### [PASSAGE FOURNI]
::::

Conditions pour des résultats efficaces en sécurité routière

Les facteurs critiques de succès (aussi bien pour les PRE que pour les PRFI) comprennent la capacité d’un pays à :

  • analyser la situation actuelle au regard des accidents de la route (en s’appuyant autant que possible sur des données),
  • identifier les problèmes de la sécurité routière,
  • établir des objectifs qui font sens pour la sécurité routière, et des plans d’action avec des calendriers et des responsabilités identifiées pour les atteindre,
  • obtenir le financement, activer les ressources humaines qualifiées et mettre en place des moyens efficaces de consultation et de prise de décision pour soutenir la réalisation des actions,
  • mettre en œuvre des interventions efficaces et
  • examiner régulièrement les résultats.

Les lignes directrices pour l’examen de la capacité (FMSR, 2009, 2013; Chapitre 3.2.2) reconnaissent la nécessité de progresser, avec le temps, d’une faible vers une forte capacité institutionnelle, et de mettre en œuvre progressivement cette capacité améliorée. Ceci a bien sûr des implications pour l’efficacité des actions à court terme identifiées. Développer et essayer de produire une stratégie à court terme si les connaissances et les capacités de mise en œuvre ne sont pas suffisantes ne produira probablement pas de résultats significatifs durant la phase de mise en place (OCDE, 2008).

Établir, dans les PRFIs, les structures d’organisation et les processus des pays qui ont conduit une gestion systématique de la sécurité routière durant un certain temps, ne se fera pas du jour au lendemain. Bliss et Breen (2012) indiquent que pour arriver à de bons résultats, il faut une volonté politique à long terme qui se traduira en investissements en sécurité routière vers une variété de secteurs, ainsi qu’en matière de gouvernance et d’institutions, d’infrastructure, des parcs de véhicules, de normes d’accès à la conduite, de comportements de sécurité et du système de santé. Ce ne sont pas là des tâches triviales. Un temps suffisant doit être prévu pour le développement des compétences des personnes et des organisations.

::::

### [DONNÉES SOURCES]
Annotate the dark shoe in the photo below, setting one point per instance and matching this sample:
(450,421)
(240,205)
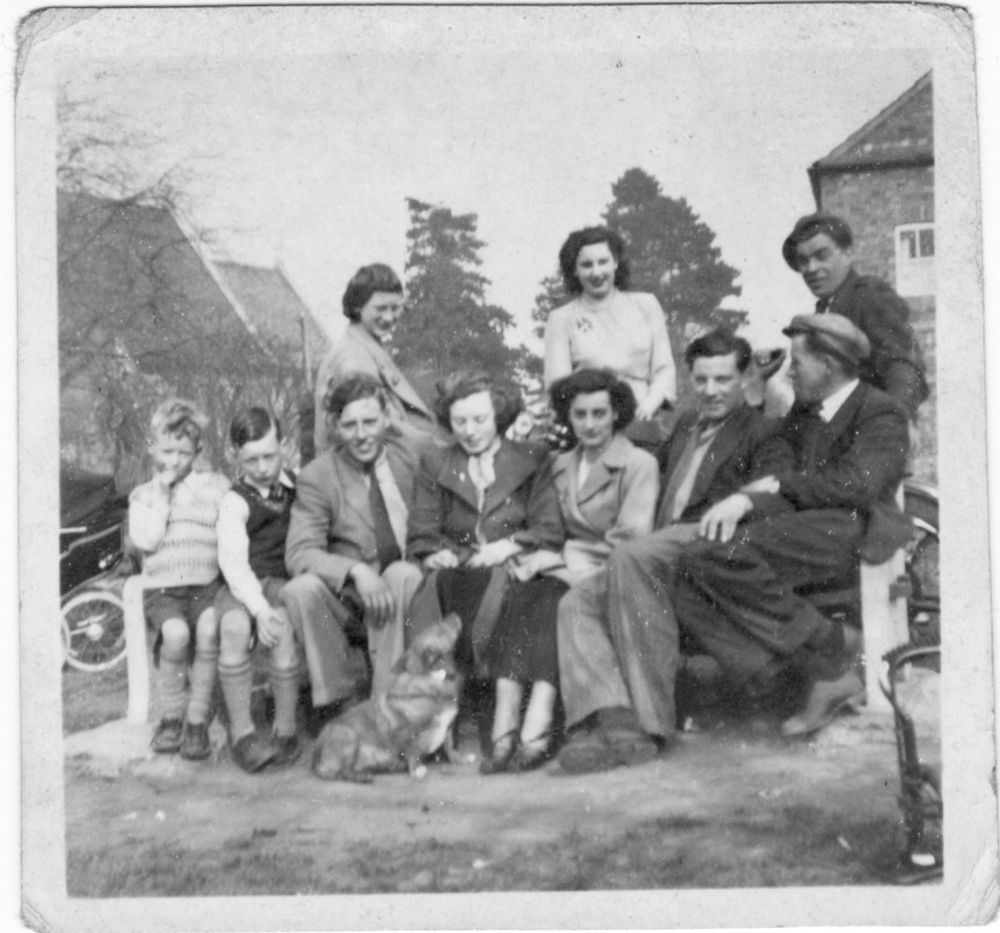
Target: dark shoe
(167,737)
(252,751)
(533,753)
(501,752)
(587,750)
(195,744)
(629,743)
(287,749)
(826,699)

::::

### [TÂCHE DEMANDÉE 1]
Recopiez fidèlement la portion du passage fourni qui commence aux mots « Les lignes directrices » et s'arrête après les mots « place (OCDE, 2008). ».
### [TÂCHE DEMANDÉE 2]
Reproduisez à l'identique l'ensemble des lignes des enregistrements ci-dessus, en omettant les images dans votre réponse.

### [RÉPONSE RÉDIGÉE 1]
Les lignes directrices pour l’examen de la capacité (FMSR, 2009, 2013; Chapitre 3.2.2) reconnaissent la nécessité de progresser, avec le temps, d’une faible vers une forte capacité institutionnelle, et de mettre en œuvre progressivement cette capacité améliorée. Ceci a bien sûr des implications pour l’efficacité des actions à court terme identifiées. Développer et essayer de produire une stratégie à court terme si les connaissances et les capacités de mise en œuvre ne sont pas suffisantes ne produira probablement pas de résultats significatifs durant la phase de mise en place (OCDE, 2008).

### [RÉPONSE RÉDIGÉE 2]
Annotate the dark shoe in the photo below, setting one point per instance and matching this sample:
(450,421)
(240,205)
Target: dark shoe
(167,737)
(252,751)
(533,753)
(501,752)
(587,750)
(195,744)
(629,743)
(287,749)
(826,699)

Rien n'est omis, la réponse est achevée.